▸ WHAT TO PRODUCE: Below are lines of data, and only some are wanted. Please repeat exactly those from the line that has "Find the flat" through the line that has "<point>106,456</point>".

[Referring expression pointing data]
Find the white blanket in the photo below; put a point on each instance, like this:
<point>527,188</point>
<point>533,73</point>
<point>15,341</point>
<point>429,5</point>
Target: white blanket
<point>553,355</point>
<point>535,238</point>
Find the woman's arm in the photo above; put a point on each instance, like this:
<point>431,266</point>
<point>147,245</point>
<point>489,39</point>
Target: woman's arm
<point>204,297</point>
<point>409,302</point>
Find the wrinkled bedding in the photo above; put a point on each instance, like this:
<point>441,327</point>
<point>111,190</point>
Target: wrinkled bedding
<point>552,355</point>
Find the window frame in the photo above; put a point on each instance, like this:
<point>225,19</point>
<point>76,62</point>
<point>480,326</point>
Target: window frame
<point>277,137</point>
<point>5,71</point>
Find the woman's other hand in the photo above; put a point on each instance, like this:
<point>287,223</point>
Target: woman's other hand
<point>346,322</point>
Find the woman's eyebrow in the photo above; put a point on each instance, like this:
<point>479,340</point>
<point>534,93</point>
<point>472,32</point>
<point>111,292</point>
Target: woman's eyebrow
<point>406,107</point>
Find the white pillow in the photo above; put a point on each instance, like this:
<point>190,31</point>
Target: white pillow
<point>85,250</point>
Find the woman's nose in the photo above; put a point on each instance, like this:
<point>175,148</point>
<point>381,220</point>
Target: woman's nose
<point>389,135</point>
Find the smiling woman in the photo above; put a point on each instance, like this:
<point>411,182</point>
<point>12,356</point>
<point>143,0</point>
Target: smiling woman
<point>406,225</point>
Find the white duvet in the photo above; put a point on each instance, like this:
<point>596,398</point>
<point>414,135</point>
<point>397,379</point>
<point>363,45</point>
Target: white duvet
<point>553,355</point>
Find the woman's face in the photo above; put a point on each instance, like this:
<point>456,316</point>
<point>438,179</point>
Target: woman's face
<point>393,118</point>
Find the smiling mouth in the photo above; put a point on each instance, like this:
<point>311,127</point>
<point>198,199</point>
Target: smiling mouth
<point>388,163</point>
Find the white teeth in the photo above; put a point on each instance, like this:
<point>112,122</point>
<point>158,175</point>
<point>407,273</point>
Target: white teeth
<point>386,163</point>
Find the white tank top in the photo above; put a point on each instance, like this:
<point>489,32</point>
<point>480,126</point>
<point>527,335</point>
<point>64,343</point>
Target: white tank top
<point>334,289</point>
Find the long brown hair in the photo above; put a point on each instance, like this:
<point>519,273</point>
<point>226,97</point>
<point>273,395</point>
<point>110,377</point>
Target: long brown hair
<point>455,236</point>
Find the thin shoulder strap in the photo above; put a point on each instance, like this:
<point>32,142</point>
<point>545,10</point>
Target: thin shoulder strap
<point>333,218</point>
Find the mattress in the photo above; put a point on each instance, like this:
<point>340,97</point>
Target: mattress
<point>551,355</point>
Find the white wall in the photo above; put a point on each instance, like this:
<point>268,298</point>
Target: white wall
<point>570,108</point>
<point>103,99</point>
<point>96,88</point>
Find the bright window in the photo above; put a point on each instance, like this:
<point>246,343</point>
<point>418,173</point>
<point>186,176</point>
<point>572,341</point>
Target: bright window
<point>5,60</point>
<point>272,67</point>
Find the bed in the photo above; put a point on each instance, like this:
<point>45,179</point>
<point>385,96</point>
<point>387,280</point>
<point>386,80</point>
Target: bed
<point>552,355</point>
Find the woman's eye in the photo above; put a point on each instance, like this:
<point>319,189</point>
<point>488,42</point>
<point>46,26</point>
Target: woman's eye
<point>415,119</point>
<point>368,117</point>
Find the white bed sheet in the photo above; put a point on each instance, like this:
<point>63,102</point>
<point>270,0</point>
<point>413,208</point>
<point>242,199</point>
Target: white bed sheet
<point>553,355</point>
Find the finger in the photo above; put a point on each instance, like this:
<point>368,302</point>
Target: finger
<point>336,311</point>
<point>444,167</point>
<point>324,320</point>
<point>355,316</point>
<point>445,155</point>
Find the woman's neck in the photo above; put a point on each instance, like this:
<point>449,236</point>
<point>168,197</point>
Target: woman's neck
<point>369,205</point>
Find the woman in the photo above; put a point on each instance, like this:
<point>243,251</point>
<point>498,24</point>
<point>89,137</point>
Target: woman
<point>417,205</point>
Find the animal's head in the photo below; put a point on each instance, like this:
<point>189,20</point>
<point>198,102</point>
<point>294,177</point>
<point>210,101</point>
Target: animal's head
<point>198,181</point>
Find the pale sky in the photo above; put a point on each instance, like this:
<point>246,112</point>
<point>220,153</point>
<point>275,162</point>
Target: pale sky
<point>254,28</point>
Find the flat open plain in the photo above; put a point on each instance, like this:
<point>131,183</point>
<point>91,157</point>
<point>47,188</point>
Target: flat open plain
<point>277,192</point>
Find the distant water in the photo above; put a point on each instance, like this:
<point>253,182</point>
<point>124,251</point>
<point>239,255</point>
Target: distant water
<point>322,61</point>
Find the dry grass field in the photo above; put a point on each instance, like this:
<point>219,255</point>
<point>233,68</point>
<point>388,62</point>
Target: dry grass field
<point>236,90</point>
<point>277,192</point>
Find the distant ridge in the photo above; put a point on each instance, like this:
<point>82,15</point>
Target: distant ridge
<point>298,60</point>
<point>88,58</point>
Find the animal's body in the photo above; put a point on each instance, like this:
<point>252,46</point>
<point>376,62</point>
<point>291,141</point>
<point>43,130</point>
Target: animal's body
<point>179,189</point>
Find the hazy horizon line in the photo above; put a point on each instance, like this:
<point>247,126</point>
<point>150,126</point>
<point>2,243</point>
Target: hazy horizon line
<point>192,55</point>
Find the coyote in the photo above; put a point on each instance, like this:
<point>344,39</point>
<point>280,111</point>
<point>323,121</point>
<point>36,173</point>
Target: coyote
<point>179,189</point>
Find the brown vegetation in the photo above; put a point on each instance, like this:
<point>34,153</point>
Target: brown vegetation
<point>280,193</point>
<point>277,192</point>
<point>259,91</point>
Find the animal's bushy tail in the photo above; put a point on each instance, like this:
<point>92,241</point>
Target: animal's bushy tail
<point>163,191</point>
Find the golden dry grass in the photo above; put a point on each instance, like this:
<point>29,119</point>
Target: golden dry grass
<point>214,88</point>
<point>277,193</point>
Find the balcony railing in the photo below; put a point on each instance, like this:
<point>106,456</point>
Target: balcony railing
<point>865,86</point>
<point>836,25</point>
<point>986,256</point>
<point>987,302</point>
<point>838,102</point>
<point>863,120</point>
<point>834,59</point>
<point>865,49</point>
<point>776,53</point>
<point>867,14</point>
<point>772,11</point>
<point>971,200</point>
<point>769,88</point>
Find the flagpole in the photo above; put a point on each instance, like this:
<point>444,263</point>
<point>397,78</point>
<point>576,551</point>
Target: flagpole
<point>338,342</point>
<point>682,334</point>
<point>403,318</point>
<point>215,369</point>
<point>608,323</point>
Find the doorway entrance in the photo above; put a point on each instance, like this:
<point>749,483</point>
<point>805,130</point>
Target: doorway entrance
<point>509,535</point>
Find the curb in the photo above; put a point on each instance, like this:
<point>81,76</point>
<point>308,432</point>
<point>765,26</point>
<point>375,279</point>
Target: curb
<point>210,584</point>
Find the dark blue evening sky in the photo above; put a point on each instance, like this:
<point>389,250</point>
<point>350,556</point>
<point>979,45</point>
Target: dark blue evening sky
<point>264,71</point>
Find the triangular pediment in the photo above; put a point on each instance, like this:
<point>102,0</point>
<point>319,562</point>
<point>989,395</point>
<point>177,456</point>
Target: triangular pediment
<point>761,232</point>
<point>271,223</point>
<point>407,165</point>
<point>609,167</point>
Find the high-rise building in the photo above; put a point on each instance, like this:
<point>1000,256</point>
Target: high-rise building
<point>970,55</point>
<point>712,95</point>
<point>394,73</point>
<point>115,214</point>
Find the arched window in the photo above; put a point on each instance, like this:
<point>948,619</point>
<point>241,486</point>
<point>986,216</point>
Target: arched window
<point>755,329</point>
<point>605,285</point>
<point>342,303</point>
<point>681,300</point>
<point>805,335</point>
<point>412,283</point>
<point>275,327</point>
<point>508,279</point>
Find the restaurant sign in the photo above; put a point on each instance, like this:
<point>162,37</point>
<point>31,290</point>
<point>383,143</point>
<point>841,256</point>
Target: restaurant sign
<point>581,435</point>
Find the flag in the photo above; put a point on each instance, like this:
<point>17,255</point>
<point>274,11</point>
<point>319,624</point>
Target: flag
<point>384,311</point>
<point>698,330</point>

▸ WRITTEN RESPONSE:
Find the flat open plain in the photo above; put a point on each instance, like this:
<point>131,183</point>
<point>91,157</point>
<point>47,188</point>
Target: flat open plain
<point>277,192</point>
Find the distant water in the photo above; put a point on each instance, like this:
<point>253,182</point>
<point>124,251</point>
<point>239,255</point>
Target: distant water
<point>322,61</point>
Find the dry grass field in the photo above; put a point on each instance, like this:
<point>219,255</point>
<point>233,68</point>
<point>388,62</point>
Target: dry grass field
<point>236,90</point>
<point>277,192</point>
Find the distant ridge in the photo above; put a point on each instance, like this:
<point>82,15</point>
Target: distant ridge
<point>298,60</point>
<point>88,58</point>
Find the animal's body in the photo above; put a point on each instance, like this:
<point>252,46</point>
<point>376,62</point>
<point>291,141</point>
<point>43,130</point>
Target: animal's body
<point>179,189</point>
Find the hazy horizon line in the photo above; put a point on each instance, like this:
<point>247,126</point>
<point>150,126</point>
<point>2,243</point>
Target: hazy horizon line
<point>192,55</point>
Find the coyote in the photo above; put a point on each instance, like this:
<point>344,39</point>
<point>280,111</point>
<point>323,121</point>
<point>36,173</point>
Target: coyote
<point>179,189</point>
Find the brown vegetation in the photo above; put a point on each instance, like this:
<point>34,153</point>
Target: brown vegetation
<point>280,193</point>
<point>277,192</point>
<point>259,91</point>
Find the animal's bushy tail in the photo above; put a point on each instance, like this:
<point>92,241</point>
Target: animal's bushy tail
<point>163,191</point>
Find the golden dry grass in the photo above; put a point on each instance, like this:
<point>29,119</point>
Target: golden dry grass
<point>214,88</point>
<point>277,193</point>
Find the balcony railing in the photo below; put a point on each instance, like this:
<point>106,456</point>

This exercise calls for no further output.